--- Page text ---
******
Interesting question. While no one can know with any degree of certainty what AC's rights are without actually reading his contract, one could surmise that, for a period of time at least, Astana was in default for failure to pay. However, it appears that the default was "cured" by Astana making good on its payment obligations. The question for AC is whether Astana's prior default gives rise to a termination right.

Just speculating here.


----------



## awesometown (May 23, 2005)

Don Duende said:


> I feel sorry for AC. At best his career is side tracked, at worst derailed by thugs, politics and the ASO. Team Astana will not get an invitation to the TdF in 2010, much like 2008. Other races are up in the air since ASO owns most of them. His support team will be mainly Kazakh and Russian, further isolating the Spaniard. If he sues to exit his contract, he will be drinking poisoned water for the next year. If he has a mediocre year, his price goes down while those of his rivals, like Andy Schleck, go up. It is a shame, he is young, talented and has much potential. He probably is a great guy too, but the language barrier does not allow him to gain many English speaking fans.


I think he's more concerned with the thuggish tactics of team management and DS he doesn't know as well.... I'm not sure how language enters into the equation.


----------



## SilasCL (Jun 14, 2004)

rt1965 said:


> You're kidding right? I'm sorry but why would you bring Lance into the equation? My question was strictly about AC, and your answer was far short of any sort of explanation.


Explanation: Your belief that the contracts were through Johan is incorrect.


----------



## SilasCL (Jun 14, 2004)
******
--- Goal of the exercise ---
Reproduce the forum thread word for word, starting at "Interesting question. While" and continuing up to and including "Just speculating here.". The data after this point is separate from the forum thread.
******
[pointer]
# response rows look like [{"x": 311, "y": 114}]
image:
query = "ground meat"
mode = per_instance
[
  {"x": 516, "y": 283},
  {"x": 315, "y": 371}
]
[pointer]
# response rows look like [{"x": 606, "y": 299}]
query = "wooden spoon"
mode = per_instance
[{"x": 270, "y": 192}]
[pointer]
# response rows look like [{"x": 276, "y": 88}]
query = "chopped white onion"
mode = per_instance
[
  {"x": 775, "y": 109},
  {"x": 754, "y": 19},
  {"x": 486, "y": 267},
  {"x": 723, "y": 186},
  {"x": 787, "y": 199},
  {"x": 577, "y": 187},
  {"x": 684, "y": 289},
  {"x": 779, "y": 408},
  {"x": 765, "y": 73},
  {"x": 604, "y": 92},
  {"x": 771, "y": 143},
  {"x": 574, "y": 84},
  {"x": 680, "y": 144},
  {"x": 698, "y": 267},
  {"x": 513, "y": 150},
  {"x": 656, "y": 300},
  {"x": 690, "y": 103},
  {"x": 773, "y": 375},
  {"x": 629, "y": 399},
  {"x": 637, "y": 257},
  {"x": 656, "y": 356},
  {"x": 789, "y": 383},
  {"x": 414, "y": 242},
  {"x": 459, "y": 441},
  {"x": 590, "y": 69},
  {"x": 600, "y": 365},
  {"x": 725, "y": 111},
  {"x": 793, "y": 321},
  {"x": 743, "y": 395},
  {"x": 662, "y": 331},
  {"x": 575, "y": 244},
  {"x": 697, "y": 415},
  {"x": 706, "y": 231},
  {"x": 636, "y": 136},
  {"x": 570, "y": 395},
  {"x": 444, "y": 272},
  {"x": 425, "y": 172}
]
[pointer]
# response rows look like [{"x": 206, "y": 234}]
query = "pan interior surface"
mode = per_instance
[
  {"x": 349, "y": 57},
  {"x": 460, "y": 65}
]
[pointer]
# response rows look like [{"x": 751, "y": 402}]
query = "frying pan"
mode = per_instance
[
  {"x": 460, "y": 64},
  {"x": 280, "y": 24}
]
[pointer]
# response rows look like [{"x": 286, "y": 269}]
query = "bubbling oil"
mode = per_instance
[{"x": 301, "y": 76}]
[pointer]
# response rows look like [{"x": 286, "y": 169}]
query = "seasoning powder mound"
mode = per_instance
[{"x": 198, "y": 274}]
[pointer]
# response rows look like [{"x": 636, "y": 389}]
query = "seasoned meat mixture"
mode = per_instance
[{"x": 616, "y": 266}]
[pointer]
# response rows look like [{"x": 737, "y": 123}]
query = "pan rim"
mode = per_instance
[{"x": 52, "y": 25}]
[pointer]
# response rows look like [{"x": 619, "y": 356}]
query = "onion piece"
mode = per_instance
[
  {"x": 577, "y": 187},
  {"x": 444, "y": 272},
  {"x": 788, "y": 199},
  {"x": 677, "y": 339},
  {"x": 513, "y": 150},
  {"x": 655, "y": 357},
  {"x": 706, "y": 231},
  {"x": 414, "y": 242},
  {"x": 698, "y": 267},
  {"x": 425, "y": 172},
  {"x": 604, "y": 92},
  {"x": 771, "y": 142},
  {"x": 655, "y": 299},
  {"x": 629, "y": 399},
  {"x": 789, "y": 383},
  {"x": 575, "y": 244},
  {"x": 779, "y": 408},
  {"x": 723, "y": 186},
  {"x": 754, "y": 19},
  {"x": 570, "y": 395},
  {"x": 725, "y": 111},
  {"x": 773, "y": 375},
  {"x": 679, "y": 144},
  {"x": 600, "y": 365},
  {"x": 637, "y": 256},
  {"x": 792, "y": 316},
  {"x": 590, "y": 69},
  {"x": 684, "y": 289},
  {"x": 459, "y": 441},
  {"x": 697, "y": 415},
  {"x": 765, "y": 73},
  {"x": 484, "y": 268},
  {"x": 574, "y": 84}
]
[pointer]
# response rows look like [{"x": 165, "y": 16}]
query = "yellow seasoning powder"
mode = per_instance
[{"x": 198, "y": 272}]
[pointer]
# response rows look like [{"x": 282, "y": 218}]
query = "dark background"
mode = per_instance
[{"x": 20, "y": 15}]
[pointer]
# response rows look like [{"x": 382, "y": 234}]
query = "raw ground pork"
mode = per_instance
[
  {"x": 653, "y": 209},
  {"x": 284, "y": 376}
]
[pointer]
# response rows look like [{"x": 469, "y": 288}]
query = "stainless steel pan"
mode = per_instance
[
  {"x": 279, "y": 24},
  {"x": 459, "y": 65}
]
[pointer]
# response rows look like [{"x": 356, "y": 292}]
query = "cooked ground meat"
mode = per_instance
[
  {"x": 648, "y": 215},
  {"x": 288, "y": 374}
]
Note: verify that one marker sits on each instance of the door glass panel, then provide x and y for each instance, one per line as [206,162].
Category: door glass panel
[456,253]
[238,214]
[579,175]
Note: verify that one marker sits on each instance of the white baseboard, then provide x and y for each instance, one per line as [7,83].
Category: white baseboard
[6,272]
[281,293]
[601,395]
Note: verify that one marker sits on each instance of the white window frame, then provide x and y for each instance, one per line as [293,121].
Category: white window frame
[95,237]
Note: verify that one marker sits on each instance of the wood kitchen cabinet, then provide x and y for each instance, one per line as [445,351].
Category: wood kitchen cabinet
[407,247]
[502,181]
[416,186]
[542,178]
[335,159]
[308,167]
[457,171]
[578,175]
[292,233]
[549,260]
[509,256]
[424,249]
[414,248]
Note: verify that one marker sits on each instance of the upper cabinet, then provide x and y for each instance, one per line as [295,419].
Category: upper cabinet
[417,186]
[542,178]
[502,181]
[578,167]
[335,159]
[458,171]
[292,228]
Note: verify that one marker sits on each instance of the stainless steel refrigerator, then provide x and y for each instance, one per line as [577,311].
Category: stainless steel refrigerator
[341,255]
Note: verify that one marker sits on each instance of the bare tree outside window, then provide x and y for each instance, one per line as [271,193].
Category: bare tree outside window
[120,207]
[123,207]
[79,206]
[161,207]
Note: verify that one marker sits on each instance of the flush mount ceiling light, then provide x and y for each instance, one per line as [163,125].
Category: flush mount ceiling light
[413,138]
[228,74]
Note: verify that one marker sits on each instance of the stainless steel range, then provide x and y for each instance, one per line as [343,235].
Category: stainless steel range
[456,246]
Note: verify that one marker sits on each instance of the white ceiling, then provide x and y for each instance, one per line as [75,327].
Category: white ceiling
******
--- Problem solution ---
Interesting question. While no one can know with any degree of certainty what AC's rights are without actually reading his contract, one could surmise that, for a period of time at least, Astana was in default for failure to pay. However, it appears that the default was "cured" by Astana making good on its payment obligations. The question for AC is whether Astana's prior default gives rise to a termination right.

Just speculating here.